— Start of SOURCE PASSAGE —

Saturday, June 17, 2017

THE STRUGGLE OVER THE FUTURE OF CUBA IS A GLOBAL STRUGGLE


Harry Targ


Trump Reverses Modest Improvements in US/Cuban Relations

With God’s help, a free Cuba is what we will soon achieve…I am canceling the last administration’s completely one-sided deal with Cuba.” (Donald Trump in “Trump Outlines New Cuba Policy in Speech in Miami’s Little Havana,” USA Today, June 16, 2017.)

With these words, President Trump announced the return to the almost 60-year Cold War against Cuba, a war that has cost the people on the island and their relatives in the United States dearly. The efforts to resume travel restrictions, limit trade and investment on the island, and to punish US citizens who travel to Cuba on their own seem motivated primarily by Trump’s promises to a dwindling sector of Cuban Americans in the Republican Party (and a few Democratic politicians as well). Although economics, geopolitics, and white supremacist ideology have shaped United States foreign policy, narrow and short-term political calculations seem to have motivated the reversal of modest US openings to Cuba that had been put in place during the Obama Administration.

Resistance to United States Global Hegemony Grows in the Twenty-First Century

The visible global political and military contests in the twenty-first century have centered in the Middle East and the Persian Gulf. But significant changes have been occurring in Latin America. A continent pillaged by Spain, Britain, France, Portugal, and the Netherlands for hundreds of years has been doggedly moving towards political autonomy and economic independence. Colonialism came to an end with the Spanish/Cuban/American war in 1898. In its place, the United States established neocolonial control over the politics and economics of virtually every country in the Hemisphere.

At first, from 1898 until 1933, the U.S. maintained control through repeated military interventions There were over 30 interventions in 35 years with long marine military occupations of Haiti, Cuba, and Nicaragua.

From the 1930s until the 1980s, U.S. control was maintained by putting in place and supporting military dictatorships in such countries as Argentina, Brazil, and Chile. During the time Reagan, Bush senior and Clinton were in office, control was enhanced by so-called “neoliberal” economic policies. These demanded that countries, increasingly tied to international banks by crippling debt, create open markets, allow foreign economic penetration, and drastically reduce domestic spending for its own citizens.  

During the years of dictatorship and neoliberalism, the primary example of resistance to U.S. economic imperialism and militarism was Cuba. For that reason, the United States put in place a policy of diplomatic isolation, an economic blockade, and a fifty-year campaign to subvert and overthrow the revolutionary government. During the presidency of Barack Obama modest changes in Cuban policy were instituted including the establishment of formal diplomatic relations, increased abilities of US citizens to travel to Cuba, increased opportunities for investment and trade with the island, and collaboration on efforts to end drug smuggling from Latin to North America. Much more needed to be done but now the new president, Donald Trump, has begun to reverse the modest improvements in US/Cuban relations. And, it appears, the Trump policies seem to be motivated more by narrow political gain than US economic opportunities.

— End of SOURCE PASSAGE —

PROBLEM TO SOLVE
Retype the portion of the Cuba essay above between "The visible global" and "in the Hemisphere.", inclusive, reproducing its wording precisely.

— Start of ENTRIES SHOWN —

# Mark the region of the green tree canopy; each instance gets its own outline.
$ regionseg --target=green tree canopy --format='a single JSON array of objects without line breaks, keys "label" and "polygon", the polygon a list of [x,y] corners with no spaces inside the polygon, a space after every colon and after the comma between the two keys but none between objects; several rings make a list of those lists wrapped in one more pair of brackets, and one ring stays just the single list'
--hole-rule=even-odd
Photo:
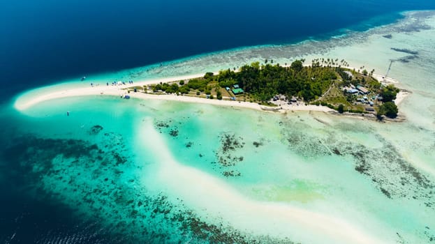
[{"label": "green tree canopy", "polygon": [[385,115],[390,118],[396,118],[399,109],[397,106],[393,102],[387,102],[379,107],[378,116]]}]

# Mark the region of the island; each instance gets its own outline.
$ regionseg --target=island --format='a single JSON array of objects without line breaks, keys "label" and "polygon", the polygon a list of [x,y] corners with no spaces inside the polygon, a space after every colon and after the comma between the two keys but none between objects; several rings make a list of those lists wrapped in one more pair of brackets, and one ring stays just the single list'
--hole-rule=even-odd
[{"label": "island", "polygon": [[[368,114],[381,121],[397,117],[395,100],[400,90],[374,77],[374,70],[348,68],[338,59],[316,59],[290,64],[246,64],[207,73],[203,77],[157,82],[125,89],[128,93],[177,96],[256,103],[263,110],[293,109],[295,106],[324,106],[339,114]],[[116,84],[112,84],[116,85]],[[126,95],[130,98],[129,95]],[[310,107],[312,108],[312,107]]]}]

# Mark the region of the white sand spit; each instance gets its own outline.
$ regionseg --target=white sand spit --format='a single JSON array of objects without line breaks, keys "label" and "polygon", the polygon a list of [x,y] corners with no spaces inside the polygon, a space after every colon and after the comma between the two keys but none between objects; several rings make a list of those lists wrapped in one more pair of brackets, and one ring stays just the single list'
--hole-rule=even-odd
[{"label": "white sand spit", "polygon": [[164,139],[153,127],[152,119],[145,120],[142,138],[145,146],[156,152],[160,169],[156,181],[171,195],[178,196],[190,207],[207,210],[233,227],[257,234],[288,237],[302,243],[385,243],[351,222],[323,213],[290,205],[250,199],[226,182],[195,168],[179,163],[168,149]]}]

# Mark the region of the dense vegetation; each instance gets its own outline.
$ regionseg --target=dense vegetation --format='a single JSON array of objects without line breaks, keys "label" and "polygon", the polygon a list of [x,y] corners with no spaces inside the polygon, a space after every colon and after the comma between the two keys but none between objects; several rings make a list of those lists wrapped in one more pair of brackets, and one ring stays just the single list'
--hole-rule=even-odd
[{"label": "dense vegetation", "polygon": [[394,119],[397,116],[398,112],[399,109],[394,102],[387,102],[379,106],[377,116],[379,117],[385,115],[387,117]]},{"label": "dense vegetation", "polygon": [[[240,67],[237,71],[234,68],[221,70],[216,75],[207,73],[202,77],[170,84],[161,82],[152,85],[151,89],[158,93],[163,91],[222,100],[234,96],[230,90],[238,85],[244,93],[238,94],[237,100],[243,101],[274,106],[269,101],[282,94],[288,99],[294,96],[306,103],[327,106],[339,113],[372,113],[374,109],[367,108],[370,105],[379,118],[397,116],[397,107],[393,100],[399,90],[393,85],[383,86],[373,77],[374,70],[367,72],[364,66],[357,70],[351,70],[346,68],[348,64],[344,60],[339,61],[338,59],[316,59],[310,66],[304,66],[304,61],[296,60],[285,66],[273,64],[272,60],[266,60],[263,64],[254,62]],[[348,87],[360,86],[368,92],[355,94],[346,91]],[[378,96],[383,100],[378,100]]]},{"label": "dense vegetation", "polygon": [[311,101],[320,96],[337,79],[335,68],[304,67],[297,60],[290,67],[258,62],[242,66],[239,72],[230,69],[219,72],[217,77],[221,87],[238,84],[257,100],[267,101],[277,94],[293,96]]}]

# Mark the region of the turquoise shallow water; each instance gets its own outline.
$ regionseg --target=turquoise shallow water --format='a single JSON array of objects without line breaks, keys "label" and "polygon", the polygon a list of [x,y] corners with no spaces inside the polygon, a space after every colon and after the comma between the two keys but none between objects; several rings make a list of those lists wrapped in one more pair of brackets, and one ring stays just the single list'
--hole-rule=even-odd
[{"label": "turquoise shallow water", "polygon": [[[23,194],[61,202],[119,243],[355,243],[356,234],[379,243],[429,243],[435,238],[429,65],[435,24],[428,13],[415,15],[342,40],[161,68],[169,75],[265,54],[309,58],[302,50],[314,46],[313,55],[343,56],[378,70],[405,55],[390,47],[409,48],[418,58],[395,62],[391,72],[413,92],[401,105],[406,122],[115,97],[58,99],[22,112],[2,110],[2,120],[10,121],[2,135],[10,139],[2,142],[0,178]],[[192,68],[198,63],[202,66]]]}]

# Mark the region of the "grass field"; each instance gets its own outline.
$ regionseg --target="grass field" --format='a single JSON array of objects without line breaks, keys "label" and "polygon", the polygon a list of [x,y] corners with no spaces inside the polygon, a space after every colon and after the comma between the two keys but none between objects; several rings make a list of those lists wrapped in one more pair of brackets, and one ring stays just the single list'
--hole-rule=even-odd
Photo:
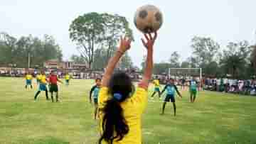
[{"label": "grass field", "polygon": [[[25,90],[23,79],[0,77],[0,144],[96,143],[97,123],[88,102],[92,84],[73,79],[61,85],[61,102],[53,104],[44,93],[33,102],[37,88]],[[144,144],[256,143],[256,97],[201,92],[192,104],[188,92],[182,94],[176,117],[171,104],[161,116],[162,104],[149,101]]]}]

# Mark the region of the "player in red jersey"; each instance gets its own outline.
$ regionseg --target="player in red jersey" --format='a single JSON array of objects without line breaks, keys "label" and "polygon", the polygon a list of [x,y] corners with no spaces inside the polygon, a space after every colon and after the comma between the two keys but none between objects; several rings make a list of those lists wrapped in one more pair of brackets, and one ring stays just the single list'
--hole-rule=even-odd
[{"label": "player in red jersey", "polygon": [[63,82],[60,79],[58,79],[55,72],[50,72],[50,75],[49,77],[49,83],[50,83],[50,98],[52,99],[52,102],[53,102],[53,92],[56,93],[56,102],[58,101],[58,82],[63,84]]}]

— End of ENTRIES SHOWN —

EXPECTED OUTPUT
The visible global political and military contests in the twenty-first century have centered in the Middle East and the Persian Gulf. But significant changes have been occurring in Latin America. A continent pillaged by Spain, Britain, France, Portugal, and the Netherlands for hundreds of years has been doggedly moving towards political autonomy and economic independence. Colonialism came to an end with the Spanish/Cuban/American war in 1898. In its place, the United States established neocolonial control over the politics and economics of virtually every country in the Hemisphere.